Today Anthony Fauci is held up by the media as a national hero of the pandemic response and the only reason to listen to a White House coronavirus briefing. Yet, rewind the clock back to January and his public statements .....
In a Jan. 23 Journal of the American Medical Association podcast, Dr. Fauci repeatedly downplayed the virus’ potential impact on the U.S., noting that all five cases here were travelers from China. He also noted that due to limited testing in China, the number of infections was likely much higher than official counts, meaning that the death rate of the virus was likely much lower than feared.
Asked whether the U.S. might contemplate city-wide shutdowns like those China was enacting at the time, Fauci replied, “There's no chance in the world that we could do that to Chicago or to New York or to San Francisco, but they're doing it. So, let's see what happens.”
Most importantly, he added that it was still quite possible the Chinese could get control of the outbreak and prevent it from becoming a global issue, and that even if there were more cases in the U.S., “the CDC, as usual, is on top of things.”

Items in a dataset:
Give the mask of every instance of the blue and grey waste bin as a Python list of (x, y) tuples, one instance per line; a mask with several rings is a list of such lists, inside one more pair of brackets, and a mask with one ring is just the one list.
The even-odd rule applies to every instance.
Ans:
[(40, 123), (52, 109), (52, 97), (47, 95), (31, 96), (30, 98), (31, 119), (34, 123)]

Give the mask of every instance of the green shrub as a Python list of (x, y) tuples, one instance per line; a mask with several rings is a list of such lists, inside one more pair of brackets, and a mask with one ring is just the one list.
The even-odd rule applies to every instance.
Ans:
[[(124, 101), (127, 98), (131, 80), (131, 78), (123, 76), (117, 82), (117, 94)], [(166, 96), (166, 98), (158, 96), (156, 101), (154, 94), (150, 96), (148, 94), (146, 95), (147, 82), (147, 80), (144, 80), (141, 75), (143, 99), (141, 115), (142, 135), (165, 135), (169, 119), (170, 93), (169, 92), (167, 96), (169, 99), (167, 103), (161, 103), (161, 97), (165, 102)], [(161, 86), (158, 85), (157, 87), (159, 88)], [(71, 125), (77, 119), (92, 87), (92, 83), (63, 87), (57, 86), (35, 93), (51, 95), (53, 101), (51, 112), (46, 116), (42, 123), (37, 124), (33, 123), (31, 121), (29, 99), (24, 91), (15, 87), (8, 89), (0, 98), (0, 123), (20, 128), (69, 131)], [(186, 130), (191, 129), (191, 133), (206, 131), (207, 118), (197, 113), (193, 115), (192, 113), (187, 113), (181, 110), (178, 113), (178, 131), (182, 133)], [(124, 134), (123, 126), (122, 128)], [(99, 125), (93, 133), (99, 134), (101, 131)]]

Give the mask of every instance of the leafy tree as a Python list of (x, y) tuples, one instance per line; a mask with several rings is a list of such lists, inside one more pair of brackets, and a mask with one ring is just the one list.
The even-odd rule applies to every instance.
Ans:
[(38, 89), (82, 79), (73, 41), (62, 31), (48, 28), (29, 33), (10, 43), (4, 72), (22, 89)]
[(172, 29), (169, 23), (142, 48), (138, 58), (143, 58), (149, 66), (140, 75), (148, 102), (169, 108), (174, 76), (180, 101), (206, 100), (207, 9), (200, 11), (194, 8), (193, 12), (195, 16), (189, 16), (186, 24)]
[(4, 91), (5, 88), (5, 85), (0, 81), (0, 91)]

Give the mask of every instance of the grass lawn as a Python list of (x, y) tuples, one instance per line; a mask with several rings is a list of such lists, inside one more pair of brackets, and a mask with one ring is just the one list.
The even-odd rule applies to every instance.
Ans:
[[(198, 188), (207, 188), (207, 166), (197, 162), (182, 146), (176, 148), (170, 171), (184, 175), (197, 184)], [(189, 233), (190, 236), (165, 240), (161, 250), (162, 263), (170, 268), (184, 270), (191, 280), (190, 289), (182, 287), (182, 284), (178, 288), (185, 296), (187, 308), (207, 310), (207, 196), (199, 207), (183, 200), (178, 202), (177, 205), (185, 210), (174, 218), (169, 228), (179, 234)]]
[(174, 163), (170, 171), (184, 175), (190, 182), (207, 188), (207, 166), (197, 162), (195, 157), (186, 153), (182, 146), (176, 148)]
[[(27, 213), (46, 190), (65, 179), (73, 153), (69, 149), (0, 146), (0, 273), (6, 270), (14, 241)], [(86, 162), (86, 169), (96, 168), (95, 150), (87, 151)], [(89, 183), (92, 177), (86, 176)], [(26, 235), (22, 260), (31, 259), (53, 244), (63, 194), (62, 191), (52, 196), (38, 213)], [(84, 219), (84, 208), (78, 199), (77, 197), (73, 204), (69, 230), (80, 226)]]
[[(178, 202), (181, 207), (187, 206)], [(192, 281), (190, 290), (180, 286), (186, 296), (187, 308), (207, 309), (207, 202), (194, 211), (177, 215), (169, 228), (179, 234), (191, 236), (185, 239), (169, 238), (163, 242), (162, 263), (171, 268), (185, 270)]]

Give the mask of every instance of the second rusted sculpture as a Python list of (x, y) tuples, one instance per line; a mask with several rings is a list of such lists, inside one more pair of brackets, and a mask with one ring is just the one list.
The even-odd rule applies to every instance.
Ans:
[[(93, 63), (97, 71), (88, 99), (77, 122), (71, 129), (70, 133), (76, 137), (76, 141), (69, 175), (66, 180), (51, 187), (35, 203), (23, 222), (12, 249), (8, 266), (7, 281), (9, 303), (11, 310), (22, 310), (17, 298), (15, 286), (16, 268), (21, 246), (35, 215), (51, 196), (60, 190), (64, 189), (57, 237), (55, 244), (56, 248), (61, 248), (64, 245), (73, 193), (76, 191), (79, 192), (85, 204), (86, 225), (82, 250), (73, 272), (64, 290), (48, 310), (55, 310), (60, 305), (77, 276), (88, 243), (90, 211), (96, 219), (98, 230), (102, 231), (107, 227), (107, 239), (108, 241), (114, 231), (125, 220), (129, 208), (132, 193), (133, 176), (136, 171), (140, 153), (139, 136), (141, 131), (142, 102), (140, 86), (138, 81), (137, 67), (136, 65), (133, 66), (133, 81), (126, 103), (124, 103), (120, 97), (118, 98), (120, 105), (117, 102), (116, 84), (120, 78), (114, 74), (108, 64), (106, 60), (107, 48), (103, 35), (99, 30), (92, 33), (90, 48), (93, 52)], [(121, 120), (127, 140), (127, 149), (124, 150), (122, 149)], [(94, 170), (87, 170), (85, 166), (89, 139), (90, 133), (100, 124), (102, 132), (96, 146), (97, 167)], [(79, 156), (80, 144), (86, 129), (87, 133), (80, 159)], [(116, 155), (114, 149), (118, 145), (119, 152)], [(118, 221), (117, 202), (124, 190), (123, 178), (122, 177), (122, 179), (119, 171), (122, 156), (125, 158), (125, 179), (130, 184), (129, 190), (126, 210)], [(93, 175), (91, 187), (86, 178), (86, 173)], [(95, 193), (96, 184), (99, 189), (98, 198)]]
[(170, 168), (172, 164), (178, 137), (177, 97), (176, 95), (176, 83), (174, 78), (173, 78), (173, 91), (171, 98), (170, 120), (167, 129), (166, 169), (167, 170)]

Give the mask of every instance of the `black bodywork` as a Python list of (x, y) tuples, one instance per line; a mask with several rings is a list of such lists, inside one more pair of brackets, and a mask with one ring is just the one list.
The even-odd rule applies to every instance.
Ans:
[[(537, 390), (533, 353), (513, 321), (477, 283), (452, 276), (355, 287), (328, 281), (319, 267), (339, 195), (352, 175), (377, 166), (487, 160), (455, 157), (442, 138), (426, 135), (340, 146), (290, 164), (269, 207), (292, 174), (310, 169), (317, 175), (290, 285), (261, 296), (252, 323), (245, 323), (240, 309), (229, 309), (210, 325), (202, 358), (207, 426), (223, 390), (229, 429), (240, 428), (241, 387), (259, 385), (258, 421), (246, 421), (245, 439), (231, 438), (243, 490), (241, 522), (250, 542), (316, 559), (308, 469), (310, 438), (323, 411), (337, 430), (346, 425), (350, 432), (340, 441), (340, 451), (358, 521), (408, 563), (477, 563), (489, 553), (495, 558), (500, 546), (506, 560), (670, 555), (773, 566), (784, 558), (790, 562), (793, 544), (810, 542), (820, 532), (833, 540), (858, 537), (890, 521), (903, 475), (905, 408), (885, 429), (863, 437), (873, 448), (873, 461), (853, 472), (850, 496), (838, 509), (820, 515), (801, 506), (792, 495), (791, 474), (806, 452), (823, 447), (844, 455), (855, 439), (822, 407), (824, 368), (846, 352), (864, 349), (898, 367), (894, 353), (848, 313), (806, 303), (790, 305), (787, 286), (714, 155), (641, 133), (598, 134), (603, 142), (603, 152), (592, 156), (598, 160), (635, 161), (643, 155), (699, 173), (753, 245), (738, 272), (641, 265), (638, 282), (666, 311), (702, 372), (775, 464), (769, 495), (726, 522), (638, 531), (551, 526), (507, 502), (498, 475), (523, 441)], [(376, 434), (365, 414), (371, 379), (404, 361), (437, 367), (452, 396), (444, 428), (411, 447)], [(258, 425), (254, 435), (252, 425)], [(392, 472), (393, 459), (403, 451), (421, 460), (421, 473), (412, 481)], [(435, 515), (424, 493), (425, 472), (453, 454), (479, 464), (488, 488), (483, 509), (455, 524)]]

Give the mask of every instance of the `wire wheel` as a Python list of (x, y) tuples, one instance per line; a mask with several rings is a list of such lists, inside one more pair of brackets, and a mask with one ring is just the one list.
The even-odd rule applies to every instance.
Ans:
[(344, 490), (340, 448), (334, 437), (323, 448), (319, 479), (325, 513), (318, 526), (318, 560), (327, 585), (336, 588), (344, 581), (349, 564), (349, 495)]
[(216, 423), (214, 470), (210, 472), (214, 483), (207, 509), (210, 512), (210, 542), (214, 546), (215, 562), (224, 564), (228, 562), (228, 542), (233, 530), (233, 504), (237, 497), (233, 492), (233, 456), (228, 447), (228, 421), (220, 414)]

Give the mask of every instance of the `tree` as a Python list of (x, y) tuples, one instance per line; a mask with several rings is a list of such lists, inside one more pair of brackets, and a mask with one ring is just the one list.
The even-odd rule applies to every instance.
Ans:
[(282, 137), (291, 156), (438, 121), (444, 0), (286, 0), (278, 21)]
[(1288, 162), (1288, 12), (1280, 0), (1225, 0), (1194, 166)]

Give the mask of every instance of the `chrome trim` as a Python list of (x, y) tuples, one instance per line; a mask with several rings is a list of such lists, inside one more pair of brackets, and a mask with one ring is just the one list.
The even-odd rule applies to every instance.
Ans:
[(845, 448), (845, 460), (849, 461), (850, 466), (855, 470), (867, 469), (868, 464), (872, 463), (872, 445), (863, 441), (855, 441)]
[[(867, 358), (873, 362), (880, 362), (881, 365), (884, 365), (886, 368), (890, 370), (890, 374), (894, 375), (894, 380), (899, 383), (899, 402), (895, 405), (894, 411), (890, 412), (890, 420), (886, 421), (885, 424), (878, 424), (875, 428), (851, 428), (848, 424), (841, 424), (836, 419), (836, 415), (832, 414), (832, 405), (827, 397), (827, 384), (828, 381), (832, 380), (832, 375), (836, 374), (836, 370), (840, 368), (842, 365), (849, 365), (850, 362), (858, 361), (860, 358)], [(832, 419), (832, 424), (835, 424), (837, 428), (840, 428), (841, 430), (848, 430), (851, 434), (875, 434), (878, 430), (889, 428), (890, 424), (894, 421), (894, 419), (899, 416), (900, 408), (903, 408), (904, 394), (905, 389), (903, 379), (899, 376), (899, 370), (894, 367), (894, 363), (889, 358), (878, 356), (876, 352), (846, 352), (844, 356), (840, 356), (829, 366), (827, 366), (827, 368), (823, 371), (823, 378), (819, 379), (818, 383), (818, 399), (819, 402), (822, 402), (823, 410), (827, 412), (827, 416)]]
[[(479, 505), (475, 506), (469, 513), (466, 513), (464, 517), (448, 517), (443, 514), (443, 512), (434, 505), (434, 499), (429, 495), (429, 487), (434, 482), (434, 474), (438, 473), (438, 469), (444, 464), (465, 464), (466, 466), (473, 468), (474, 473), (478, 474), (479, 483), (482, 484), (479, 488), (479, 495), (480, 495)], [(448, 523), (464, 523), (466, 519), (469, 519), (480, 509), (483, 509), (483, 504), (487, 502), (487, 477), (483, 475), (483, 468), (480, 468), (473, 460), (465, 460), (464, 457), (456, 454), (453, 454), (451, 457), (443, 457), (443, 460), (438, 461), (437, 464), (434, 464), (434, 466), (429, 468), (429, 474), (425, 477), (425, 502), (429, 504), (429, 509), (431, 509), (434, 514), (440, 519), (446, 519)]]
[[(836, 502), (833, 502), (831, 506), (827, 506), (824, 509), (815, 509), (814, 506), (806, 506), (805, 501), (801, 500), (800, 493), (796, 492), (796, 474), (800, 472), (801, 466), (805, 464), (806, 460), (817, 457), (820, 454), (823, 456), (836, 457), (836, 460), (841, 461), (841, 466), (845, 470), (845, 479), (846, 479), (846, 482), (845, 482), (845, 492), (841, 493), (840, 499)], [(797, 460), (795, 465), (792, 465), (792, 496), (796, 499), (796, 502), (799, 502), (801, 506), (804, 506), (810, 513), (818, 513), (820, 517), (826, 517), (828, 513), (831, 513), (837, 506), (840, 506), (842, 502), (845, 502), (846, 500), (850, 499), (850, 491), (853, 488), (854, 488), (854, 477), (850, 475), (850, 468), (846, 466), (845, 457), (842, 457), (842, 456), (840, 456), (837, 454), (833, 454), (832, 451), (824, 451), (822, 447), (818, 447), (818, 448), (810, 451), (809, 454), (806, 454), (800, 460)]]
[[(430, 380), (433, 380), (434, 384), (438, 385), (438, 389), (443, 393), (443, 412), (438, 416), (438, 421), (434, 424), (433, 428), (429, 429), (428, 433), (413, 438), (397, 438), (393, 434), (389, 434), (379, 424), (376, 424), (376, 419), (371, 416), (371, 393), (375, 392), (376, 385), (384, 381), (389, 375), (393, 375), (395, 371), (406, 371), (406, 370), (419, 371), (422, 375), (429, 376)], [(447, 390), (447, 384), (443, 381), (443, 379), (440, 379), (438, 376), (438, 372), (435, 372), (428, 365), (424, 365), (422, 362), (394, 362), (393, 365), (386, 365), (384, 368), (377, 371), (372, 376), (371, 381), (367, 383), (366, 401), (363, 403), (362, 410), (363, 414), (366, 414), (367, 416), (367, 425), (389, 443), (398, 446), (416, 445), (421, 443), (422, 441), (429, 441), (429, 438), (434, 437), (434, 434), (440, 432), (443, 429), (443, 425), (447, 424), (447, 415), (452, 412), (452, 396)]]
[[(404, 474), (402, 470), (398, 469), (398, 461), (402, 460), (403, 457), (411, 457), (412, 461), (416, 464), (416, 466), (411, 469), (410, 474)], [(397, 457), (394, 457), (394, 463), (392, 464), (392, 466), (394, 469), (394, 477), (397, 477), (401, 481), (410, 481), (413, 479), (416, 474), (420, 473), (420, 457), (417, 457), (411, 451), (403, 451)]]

#### Required actions
A) In the passage on Fauci's January coronavirus statements, what did he note about all five U.S. cases?
B) Name every city Fauci mentions in his quoted reply about city-wide shutdowns in the passage on his January coronavirus statements.
C) Please write the text that would follow the end of the passage on Fauci's January coronavirus statements.

#### Results in order
A) All five were travelers from China.

B) Chicago, New York, San Francisco

C)
A day later, Dr. David Heymann, the former head of WHO’s response to SARS, offered that, unlike SARS, the coronavirus “looks like it doesn’t transmit through the air very easily and probably transmits through close contact,” in contrast with recent guidance that it can spread simply through breathing.
The same day, Fauci emphasized that other coronaviruses such as SARS and MERS could not sustain person-to-person spread like the flu and that such viruses “maybe never will.” For its part, WHO noted that no person-to-person transmission of COVID-19 had been reported outside of China and that all of the deaths had been limited to that country.